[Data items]
--------------------------------------------------

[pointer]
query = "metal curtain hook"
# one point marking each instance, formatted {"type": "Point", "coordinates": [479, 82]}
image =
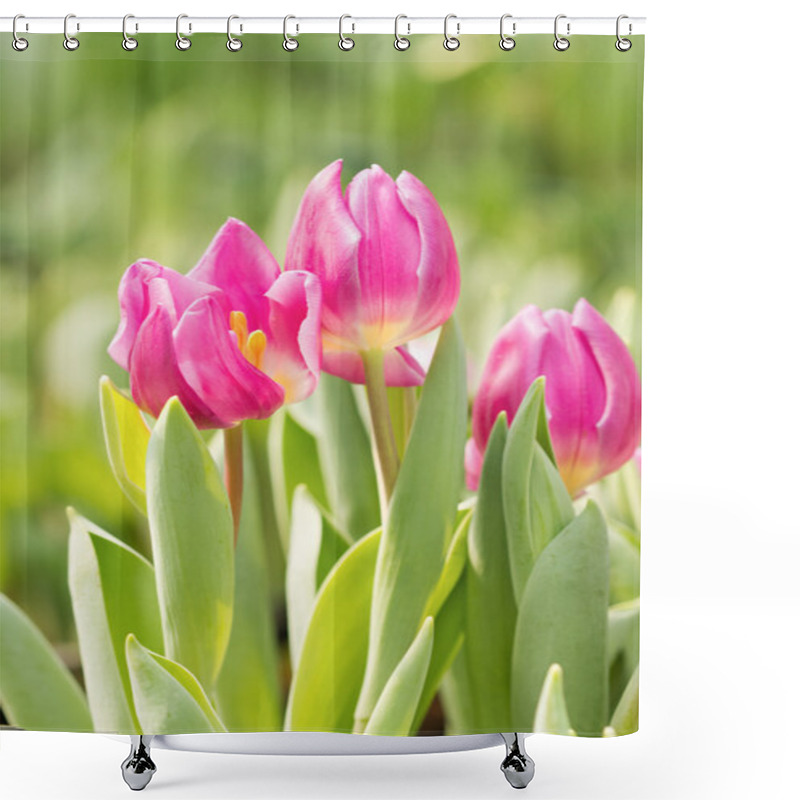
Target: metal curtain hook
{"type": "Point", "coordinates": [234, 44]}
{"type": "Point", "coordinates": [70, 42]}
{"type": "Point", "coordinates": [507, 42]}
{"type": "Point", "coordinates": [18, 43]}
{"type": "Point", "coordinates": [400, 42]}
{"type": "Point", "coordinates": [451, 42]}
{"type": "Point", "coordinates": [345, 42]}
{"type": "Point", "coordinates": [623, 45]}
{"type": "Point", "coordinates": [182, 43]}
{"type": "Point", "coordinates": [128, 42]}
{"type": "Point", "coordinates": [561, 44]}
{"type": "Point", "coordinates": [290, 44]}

--------------------------------------------------

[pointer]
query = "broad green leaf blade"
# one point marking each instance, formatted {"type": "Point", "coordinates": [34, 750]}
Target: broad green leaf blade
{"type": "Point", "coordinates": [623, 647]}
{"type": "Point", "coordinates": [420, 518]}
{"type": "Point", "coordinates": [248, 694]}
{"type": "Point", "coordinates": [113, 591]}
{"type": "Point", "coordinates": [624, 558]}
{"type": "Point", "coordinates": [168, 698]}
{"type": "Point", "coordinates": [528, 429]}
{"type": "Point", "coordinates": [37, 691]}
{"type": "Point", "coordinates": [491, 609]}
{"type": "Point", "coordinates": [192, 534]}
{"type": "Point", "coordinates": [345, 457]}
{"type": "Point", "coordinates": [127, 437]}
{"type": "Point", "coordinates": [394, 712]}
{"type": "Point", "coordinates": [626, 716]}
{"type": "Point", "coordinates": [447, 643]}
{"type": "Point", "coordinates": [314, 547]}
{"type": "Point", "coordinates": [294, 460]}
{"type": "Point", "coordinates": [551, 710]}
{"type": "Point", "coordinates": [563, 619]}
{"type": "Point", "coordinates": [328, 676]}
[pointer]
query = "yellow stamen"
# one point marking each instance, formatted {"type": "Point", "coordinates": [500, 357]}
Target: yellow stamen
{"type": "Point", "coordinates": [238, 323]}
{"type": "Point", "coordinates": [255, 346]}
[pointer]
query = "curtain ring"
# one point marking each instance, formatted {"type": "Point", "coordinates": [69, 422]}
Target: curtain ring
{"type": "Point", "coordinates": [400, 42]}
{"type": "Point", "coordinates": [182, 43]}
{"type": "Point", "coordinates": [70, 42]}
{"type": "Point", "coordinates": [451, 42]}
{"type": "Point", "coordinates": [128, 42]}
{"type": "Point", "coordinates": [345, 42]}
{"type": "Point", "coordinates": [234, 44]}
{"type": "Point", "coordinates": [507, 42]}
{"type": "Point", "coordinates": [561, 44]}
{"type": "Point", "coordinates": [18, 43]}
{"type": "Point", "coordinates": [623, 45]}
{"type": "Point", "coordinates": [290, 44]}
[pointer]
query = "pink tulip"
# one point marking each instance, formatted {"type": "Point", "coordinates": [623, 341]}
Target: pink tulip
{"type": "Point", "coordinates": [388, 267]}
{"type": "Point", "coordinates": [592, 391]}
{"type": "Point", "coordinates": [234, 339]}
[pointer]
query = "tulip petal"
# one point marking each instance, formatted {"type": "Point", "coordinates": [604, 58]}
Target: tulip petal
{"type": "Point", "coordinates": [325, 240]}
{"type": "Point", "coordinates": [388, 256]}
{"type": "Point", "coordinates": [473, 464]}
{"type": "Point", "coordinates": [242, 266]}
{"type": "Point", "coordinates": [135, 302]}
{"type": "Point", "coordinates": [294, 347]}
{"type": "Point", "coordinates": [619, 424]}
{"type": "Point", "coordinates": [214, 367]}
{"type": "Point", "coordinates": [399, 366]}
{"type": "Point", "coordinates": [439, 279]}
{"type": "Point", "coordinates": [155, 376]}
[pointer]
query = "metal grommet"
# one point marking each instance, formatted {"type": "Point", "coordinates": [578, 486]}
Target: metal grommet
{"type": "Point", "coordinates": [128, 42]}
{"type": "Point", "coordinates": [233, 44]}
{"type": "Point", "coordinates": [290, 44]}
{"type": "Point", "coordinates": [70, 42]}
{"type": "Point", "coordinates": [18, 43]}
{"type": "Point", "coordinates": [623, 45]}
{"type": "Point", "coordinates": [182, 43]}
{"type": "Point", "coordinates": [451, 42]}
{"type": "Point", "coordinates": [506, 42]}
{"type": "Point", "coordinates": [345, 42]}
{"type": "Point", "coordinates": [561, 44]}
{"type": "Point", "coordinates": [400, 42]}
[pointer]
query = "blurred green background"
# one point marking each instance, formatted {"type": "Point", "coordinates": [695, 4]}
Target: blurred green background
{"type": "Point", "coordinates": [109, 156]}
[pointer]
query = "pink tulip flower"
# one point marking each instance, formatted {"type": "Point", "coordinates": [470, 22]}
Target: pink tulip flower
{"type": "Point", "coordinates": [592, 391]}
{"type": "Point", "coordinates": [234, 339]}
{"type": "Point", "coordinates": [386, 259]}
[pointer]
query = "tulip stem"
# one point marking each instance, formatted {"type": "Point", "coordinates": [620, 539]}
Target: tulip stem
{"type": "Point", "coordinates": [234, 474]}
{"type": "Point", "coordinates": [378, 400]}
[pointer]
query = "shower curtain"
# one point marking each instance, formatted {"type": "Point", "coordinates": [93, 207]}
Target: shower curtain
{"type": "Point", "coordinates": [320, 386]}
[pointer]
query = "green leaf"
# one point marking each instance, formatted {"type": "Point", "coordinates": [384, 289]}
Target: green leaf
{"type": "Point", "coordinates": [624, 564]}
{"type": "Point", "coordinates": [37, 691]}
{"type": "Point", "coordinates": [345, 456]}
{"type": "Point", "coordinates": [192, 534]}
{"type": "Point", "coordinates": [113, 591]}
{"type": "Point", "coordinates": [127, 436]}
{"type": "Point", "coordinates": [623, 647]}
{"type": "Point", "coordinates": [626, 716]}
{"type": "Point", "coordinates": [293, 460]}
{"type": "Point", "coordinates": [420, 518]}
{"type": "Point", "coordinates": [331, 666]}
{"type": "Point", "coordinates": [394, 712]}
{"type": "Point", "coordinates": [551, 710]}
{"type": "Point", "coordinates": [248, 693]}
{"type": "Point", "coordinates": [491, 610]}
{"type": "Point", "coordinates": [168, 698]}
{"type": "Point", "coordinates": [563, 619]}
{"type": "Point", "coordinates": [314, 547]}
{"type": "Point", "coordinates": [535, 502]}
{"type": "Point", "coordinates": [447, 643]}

--------------------------------------------------

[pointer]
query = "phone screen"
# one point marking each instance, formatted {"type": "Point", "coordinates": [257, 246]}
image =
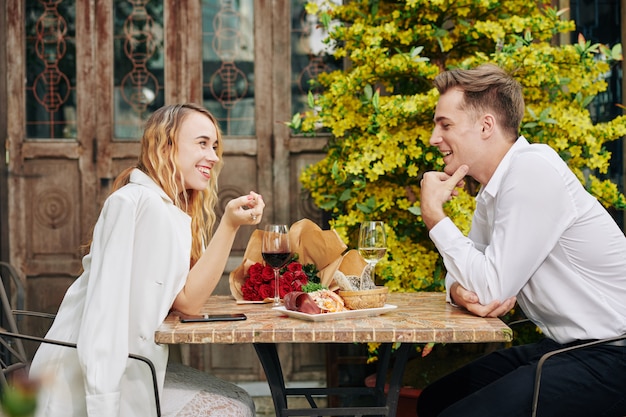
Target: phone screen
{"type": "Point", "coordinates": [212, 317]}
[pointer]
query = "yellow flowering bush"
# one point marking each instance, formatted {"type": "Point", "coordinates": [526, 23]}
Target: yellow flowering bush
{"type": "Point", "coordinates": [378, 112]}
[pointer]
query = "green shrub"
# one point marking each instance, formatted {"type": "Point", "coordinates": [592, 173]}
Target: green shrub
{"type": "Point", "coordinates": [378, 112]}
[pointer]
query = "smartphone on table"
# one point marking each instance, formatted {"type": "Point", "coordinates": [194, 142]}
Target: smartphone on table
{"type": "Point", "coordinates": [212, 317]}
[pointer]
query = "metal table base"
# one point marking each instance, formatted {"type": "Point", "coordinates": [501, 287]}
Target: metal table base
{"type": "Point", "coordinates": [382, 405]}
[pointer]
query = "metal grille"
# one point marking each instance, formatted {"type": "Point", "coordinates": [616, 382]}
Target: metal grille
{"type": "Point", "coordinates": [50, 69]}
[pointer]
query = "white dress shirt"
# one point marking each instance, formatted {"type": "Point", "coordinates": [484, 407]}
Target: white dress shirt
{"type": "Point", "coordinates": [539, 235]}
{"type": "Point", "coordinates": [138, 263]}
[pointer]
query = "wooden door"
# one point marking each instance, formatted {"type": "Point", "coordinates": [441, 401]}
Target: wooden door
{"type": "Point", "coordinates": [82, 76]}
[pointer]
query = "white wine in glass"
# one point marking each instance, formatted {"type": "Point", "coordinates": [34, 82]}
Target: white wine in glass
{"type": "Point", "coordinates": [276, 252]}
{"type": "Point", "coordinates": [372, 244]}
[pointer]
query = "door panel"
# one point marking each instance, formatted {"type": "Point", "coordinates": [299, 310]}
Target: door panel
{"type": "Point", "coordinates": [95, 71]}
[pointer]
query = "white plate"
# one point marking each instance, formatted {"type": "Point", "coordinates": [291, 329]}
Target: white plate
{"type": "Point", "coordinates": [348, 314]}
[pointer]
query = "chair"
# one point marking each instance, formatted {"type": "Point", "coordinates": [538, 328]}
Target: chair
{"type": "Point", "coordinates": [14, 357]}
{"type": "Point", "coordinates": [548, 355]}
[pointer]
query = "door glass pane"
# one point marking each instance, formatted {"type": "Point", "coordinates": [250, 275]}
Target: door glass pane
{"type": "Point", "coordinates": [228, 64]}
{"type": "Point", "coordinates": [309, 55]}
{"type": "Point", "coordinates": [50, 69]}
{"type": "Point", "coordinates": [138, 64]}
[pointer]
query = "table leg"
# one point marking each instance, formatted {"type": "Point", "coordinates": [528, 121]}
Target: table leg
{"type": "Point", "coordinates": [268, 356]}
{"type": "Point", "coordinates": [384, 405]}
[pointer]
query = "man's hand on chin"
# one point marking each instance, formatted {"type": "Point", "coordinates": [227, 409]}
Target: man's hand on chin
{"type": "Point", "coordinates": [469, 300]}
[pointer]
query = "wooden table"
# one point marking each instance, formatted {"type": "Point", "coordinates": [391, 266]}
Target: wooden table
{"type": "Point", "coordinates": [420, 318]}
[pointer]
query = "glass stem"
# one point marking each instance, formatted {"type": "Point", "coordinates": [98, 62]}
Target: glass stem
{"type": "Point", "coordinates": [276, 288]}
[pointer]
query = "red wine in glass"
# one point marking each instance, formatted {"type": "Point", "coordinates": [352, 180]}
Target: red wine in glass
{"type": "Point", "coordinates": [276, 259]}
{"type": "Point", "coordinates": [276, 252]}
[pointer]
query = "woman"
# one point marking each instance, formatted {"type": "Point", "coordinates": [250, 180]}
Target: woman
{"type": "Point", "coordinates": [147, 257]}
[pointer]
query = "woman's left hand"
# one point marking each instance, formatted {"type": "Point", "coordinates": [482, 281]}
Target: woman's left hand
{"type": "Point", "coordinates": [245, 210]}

--------------------------------------------------

Gather every line in the rows above that contains the word "hand". Case counts.

CORRECT RESPONSE —
query = "man's hand on chin"
Target: man's hand on chin
query = "woman's left hand"
Target: woman's left hand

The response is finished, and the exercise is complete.